RECORDS PROVIDED -

=== Section Start ===

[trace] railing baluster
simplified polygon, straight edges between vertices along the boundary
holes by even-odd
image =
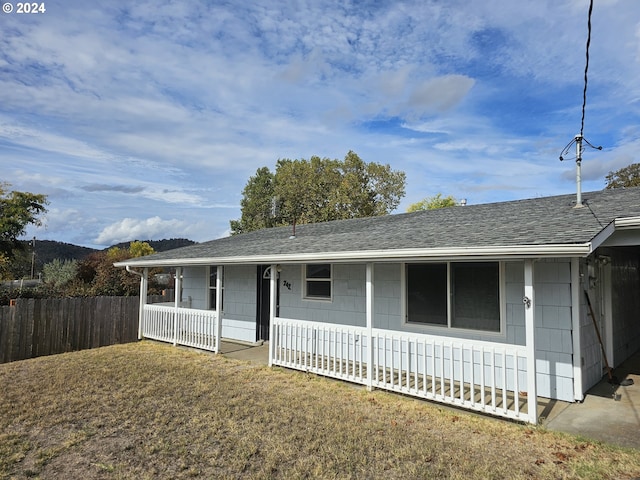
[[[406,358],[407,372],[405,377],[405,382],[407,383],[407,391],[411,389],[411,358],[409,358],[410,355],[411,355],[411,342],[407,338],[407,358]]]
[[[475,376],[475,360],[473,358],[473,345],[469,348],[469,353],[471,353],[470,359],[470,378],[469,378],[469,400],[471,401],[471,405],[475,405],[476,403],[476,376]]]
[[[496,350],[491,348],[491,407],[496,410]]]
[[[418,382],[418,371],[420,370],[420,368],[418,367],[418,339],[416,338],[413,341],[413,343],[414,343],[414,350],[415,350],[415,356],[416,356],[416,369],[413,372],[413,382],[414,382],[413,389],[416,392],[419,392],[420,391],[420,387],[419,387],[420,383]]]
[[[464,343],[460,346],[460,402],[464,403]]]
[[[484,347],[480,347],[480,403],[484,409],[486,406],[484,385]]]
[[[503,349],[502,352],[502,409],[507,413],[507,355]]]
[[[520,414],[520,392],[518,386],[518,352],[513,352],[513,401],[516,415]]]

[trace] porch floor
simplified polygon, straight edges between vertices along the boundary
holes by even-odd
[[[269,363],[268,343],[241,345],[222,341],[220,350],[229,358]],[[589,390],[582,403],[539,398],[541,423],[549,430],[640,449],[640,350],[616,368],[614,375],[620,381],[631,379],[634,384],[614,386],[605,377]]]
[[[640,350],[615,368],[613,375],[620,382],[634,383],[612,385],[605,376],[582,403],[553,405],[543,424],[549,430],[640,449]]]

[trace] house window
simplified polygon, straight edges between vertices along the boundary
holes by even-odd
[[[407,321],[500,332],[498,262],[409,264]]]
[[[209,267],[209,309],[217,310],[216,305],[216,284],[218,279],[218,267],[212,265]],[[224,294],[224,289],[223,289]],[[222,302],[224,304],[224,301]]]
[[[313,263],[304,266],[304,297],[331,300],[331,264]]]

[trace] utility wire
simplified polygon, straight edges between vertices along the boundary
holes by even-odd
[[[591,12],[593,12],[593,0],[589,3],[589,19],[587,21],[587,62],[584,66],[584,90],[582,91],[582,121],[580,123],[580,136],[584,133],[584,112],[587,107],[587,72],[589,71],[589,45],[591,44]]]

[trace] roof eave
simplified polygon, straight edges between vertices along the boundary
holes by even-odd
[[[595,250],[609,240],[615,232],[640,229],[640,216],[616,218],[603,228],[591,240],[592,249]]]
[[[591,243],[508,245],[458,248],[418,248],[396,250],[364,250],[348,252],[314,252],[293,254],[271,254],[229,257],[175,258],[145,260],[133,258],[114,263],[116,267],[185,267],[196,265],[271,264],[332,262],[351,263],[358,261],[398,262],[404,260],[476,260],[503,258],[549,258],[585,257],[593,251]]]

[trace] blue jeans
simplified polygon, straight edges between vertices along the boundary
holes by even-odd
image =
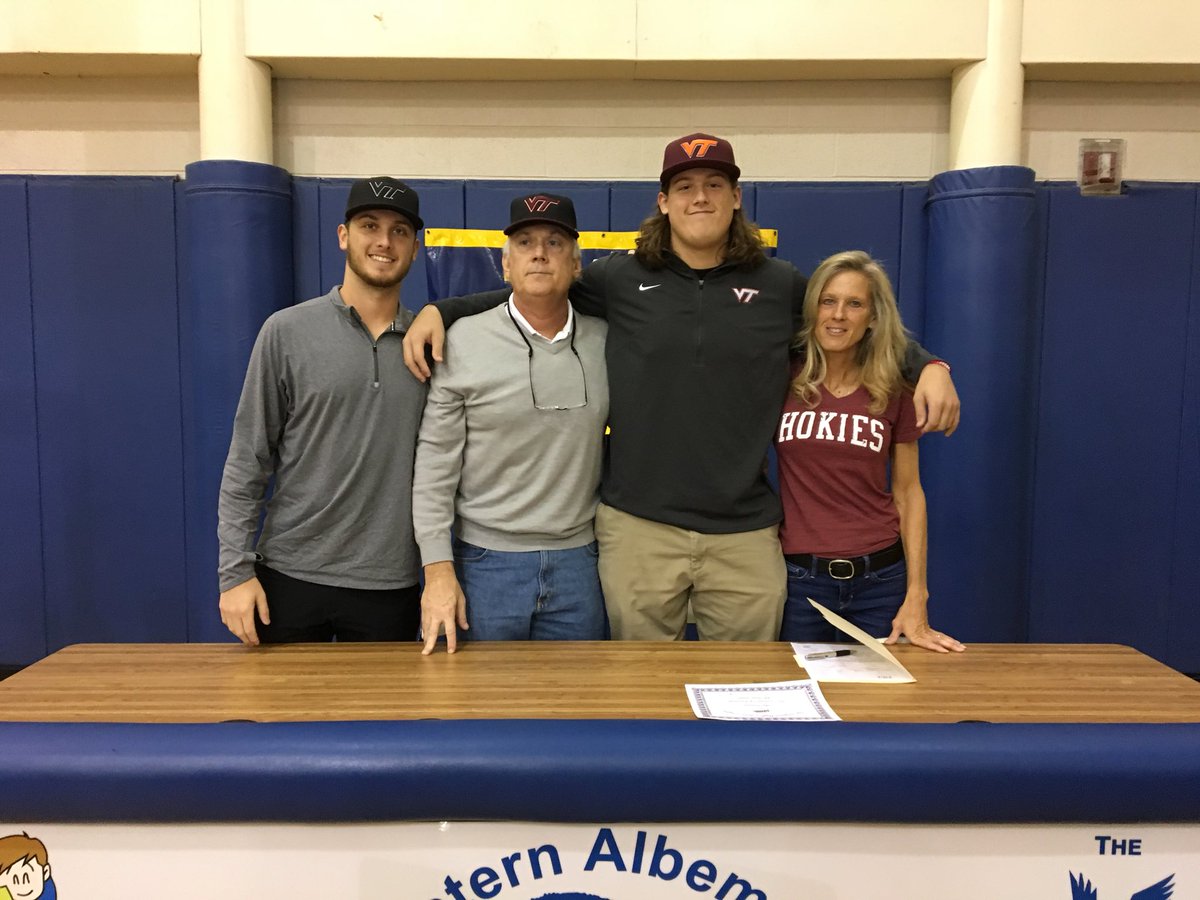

=== Section End ===

WORK REQUEST -
Repeat the listing above exactly, with no pictures.

OUTPUT -
[trace] railing baluster
simplified polygon, straight edges between vertices along the boundary
holes by even-odd
image =
[[[406,358],[407,372],[405,377],[405,382],[407,383],[407,391],[411,389],[411,358],[409,358],[410,355],[411,355],[411,342],[407,338],[407,358]]]
[[[475,376],[475,360],[473,358],[473,345],[469,348],[469,353],[471,353],[470,359],[470,378],[469,378],[469,400],[471,401],[471,405],[475,405],[476,403],[476,376]]]
[[[496,350],[491,348],[491,407],[496,410]]]
[[[418,382],[418,371],[420,370],[420,368],[418,367],[418,339],[416,338],[413,341],[413,343],[414,343],[414,350],[415,350],[415,356],[416,356],[416,369],[413,372],[413,382],[414,382],[413,389],[416,392],[419,392],[420,391],[420,387],[419,387],[420,383]]]
[[[464,343],[460,346],[460,402],[464,403]]]
[[[484,347],[480,347],[480,403],[484,409],[486,406],[484,385]]]
[[[503,349],[502,352],[502,409],[507,413],[507,355]]]
[[[520,414],[520,392],[518,386],[518,352],[513,352],[513,401],[516,415]]]

[trace] porch floor
simplified polygon, straight edges between vertices along the boundary
holes by even-odd
[[[269,363],[268,343],[241,345],[222,341],[220,350],[229,358]],[[589,390],[582,403],[539,398],[541,423],[549,430],[640,449],[640,350],[616,368],[614,375],[620,381],[631,379],[634,384],[614,386],[605,377]]]
[[[640,350],[615,368],[613,375],[620,382],[634,383],[612,385],[605,376],[582,403],[553,405],[543,424],[549,430],[640,449]]]

[trace] house window
simplified polygon, straight edges between vertices along the boundary
holes by even-odd
[[[407,321],[500,332],[498,262],[409,264]]]
[[[209,267],[209,309],[217,310],[216,305],[216,284],[218,279],[218,267],[212,265]],[[224,294],[224,289],[223,289]],[[222,302],[224,304],[224,301]]]
[[[313,263],[304,266],[304,297],[331,300],[331,264]]]

[trace] utility wire
simplified polygon, straight edges between vertices along the boundary
holes by even-odd
[[[591,12],[593,12],[593,0],[589,3],[589,19],[587,21],[587,62],[584,66],[584,90],[582,91],[582,121],[580,123],[580,136],[584,133],[584,112],[587,107],[587,72],[589,71],[589,45],[591,44]]]

[trace] roof eave
simplified polygon, straight edges between vertices along the boundary
holes by even-odd
[[[595,250],[609,240],[615,232],[640,229],[640,216],[616,218],[603,228],[591,240],[592,249]]]
[[[591,243],[508,245],[458,248],[418,248],[396,250],[364,250],[348,252],[314,252],[293,254],[271,254],[229,257],[175,258],[145,260],[133,258],[114,263],[116,267],[185,267],[196,265],[271,264],[332,262],[351,263],[358,261],[398,262],[404,260],[476,260],[503,258],[549,258],[585,257],[593,251]]]

[trace] blue jeans
simplified polygon, straight edges between vertices along the boundary
holes by even-odd
image =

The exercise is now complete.